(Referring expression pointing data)
# # # # #

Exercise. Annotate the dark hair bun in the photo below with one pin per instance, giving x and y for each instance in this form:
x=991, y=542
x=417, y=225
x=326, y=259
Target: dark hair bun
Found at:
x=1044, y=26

# # # # #

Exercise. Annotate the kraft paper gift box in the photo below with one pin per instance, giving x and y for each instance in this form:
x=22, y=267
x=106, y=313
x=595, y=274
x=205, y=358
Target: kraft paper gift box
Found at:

# # # # #

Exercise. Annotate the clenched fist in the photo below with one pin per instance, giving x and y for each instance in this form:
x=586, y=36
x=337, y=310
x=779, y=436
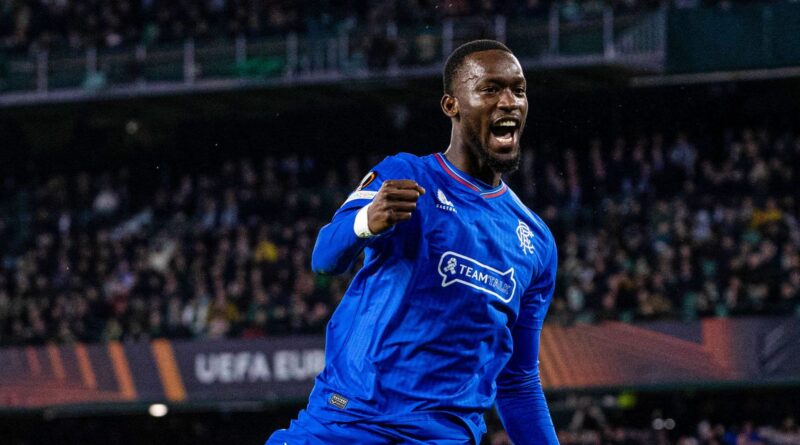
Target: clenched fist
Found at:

# # # # #

=== EXERCISE DIRECTIONS ===
In the records above, find the lines holding "hair". Copy each one.

=== EXERCISE ANSWER ===
Exercise. Annotate the dark hair bun in the photo below with one pin per instance, giving x and y for each instance in this form:
Target: dark hair bun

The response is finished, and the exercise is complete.